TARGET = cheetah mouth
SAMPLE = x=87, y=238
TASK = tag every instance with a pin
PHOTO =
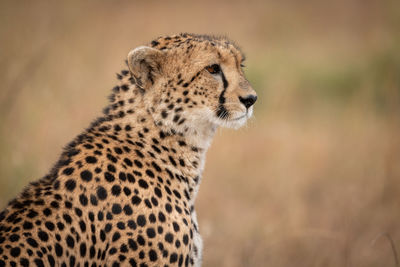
x=239, y=118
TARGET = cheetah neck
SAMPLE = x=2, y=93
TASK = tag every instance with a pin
x=127, y=118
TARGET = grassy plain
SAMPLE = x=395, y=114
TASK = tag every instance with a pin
x=312, y=180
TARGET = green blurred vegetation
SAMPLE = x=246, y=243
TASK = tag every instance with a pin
x=312, y=180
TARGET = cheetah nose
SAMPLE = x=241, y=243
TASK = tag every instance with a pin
x=248, y=101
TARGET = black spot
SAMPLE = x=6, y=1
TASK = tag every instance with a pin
x=161, y=217
x=173, y=258
x=70, y=241
x=138, y=163
x=82, y=225
x=109, y=177
x=70, y=185
x=143, y=183
x=93, y=200
x=14, y=238
x=91, y=159
x=32, y=242
x=83, y=199
x=43, y=236
x=168, y=208
x=141, y=240
x=68, y=171
x=176, y=226
x=150, y=232
x=128, y=210
x=116, y=190
x=86, y=175
x=136, y=200
x=169, y=238
x=152, y=255
x=116, y=236
x=150, y=173
x=128, y=162
x=39, y=263
x=59, y=250
x=50, y=226
x=27, y=225
x=116, y=208
x=15, y=252
x=185, y=239
x=132, y=224
x=141, y=220
x=23, y=261
x=101, y=193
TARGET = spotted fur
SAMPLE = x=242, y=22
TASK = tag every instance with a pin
x=122, y=193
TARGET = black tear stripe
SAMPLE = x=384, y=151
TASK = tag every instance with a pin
x=221, y=111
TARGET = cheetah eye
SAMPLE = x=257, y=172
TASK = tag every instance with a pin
x=214, y=69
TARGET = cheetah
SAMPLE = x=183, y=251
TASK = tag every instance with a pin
x=122, y=193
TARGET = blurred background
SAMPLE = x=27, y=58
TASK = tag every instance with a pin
x=314, y=177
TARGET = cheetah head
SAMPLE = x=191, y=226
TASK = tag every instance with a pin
x=192, y=83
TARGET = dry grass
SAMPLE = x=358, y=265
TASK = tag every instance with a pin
x=313, y=180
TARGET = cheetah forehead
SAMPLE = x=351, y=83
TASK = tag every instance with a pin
x=186, y=41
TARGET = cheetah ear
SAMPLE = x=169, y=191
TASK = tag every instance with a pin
x=145, y=65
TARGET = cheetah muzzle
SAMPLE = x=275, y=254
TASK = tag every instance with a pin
x=122, y=193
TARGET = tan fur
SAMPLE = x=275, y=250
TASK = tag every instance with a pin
x=127, y=185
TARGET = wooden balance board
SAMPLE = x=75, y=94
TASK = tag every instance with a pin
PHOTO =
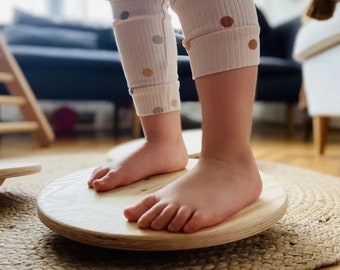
x=15, y=169
x=71, y=209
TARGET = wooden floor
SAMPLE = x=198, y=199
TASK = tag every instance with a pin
x=269, y=143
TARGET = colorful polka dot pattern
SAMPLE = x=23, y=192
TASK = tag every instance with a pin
x=148, y=72
x=226, y=21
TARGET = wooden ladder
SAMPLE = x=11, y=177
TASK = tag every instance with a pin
x=21, y=94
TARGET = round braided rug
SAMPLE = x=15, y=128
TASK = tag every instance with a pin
x=307, y=237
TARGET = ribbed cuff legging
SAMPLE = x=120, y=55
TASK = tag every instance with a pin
x=220, y=35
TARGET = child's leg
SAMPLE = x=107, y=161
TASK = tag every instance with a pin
x=221, y=38
x=147, y=44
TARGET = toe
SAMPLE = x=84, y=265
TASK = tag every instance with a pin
x=134, y=213
x=109, y=181
x=197, y=221
x=150, y=215
x=97, y=173
x=180, y=219
x=164, y=218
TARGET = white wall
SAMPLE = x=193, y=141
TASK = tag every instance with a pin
x=278, y=11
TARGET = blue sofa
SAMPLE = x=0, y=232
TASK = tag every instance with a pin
x=70, y=61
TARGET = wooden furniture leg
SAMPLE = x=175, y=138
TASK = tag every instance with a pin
x=320, y=128
x=21, y=94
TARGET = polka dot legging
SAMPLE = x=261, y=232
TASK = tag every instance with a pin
x=220, y=35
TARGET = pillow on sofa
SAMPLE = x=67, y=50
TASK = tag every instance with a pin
x=51, y=37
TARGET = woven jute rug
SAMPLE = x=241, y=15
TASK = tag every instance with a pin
x=307, y=237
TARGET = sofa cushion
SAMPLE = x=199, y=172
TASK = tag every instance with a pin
x=105, y=38
x=50, y=37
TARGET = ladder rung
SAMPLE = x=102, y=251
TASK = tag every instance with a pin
x=6, y=77
x=12, y=100
x=13, y=127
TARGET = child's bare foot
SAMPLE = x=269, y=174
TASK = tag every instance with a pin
x=151, y=158
x=206, y=195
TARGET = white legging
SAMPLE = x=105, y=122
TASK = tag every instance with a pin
x=220, y=35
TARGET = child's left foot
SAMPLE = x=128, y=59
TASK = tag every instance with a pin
x=206, y=195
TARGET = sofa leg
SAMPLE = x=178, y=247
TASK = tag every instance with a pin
x=116, y=128
x=290, y=118
x=136, y=125
x=320, y=128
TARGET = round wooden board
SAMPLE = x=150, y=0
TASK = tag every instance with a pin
x=69, y=208
x=14, y=169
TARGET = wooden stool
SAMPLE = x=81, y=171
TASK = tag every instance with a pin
x=21, y=95
x=9, y=170
x=69, y=208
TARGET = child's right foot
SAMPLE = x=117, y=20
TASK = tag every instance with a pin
x=150, y=159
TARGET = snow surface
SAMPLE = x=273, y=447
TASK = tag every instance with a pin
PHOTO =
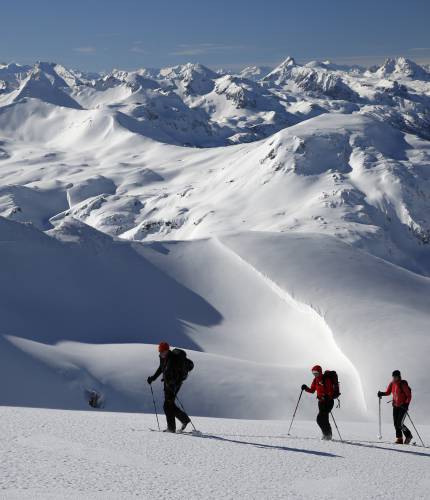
x=47, y=454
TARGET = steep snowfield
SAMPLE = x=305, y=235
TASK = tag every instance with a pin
x=50, y=454
x=305, y=241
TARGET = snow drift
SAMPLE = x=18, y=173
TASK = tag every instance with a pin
x=264, y=221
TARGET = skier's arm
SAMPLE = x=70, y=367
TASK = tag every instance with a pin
x=389, y=389
x=158, y=372
x=312, y=388
x=408, y=392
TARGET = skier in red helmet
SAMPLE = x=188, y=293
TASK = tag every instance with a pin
x=323, y=386
x=402, y=396
x=173, y=377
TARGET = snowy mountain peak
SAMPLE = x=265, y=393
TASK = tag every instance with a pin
x=255, y=72
x=402, y=67
x=282, y=73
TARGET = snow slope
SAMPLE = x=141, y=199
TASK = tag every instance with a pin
x=52, y=454
x=265, y=221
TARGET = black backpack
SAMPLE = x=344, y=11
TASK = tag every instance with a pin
x=332, y=375
x=184, y=365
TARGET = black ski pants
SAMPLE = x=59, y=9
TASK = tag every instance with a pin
x=399, y=415
x=325, y=406
x=171, y=410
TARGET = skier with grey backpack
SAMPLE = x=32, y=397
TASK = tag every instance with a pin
x=174, y=366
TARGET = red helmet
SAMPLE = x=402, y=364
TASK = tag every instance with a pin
x=163, y=347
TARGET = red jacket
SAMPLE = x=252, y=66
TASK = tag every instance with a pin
x=401, y=392
x=324, y=387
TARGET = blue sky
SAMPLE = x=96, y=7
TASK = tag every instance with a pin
x=102, y=34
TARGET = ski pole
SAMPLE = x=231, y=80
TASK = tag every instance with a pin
x=380, y=424
x=155, y=407
x=337, y=428
x=295, y=411
x=418, y=434
x=183, y=409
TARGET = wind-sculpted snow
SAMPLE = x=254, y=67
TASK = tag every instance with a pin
x=47, y=454
x=266, y=221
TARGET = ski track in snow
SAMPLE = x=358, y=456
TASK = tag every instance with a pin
x=48, y=454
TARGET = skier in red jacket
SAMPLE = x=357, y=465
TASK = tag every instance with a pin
x=402, y=396
x=324, y=389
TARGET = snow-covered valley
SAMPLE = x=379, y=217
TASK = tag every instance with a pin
x=264, y=221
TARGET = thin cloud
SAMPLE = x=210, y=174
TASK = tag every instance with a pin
x=203, y=48
x=138, y=48
x=85, y=50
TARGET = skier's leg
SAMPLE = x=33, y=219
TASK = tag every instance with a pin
x=405, y=430
x=323, y=417
x=169, y=409
x=397, y=420
x=330, y=405
x=179, y=413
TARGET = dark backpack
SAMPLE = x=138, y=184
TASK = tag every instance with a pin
x=184, y=365
x=332, y=375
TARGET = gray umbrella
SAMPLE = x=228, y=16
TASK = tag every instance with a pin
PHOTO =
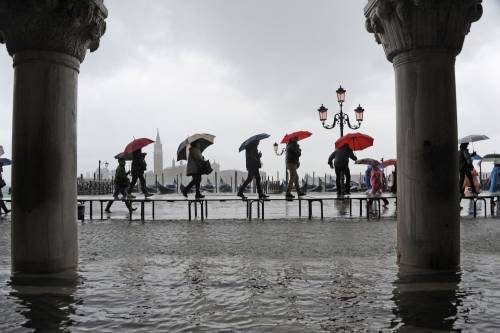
x=369, y=161
x=473, y=138
x=255, y=138
x=204, y=140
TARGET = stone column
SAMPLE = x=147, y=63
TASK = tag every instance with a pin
x=48, y=39
x=422, y=38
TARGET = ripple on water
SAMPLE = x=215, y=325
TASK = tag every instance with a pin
x=279, y=276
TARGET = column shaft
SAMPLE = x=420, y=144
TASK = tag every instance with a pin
x=428, y=212
x=44, y=229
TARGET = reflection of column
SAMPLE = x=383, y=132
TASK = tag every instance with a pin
x=48, y=40
x=426, y=300
x=421, y=38
x=47, y=303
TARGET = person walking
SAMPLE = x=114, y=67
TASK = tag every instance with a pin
x=465, y=168
x=2, y=185
x=394, y=187
x=194, y=169
x=376, y=183
x=293, y=153
x=368, y=173
x=495, y=179
x=339, y=160
x=121, y=183
x=470, y=187
x=253, y=165
x=138, y=168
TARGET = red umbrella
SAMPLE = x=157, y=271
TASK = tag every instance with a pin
x=300, y=135
x=387, y=163
x=137, y=144
x=357, y=141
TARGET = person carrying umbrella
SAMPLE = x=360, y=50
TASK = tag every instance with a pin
x=339, y=160
x=293, y=153
x=2, y=185
x=465, y=167
x=253, y=165
x=138, y=167
x=194, y=169
x=121, y=185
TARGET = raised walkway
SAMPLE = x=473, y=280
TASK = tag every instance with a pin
x=198, y=208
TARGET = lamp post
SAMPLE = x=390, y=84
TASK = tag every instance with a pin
x=341, y=118
x=276, y=148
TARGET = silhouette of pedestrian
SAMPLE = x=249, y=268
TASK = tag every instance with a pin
x=339, y=160
x=293, y=153
x=121, y=185
x=138, y=168
x=465, y=168
x=2, y=185
x=194, y=168
x=253, y=164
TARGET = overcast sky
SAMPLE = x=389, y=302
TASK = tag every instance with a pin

EXERCISE =
Look over the data and work out how many lines include the word "legging"; reply with the number only.

SOLUTION TO THIS TASK =
3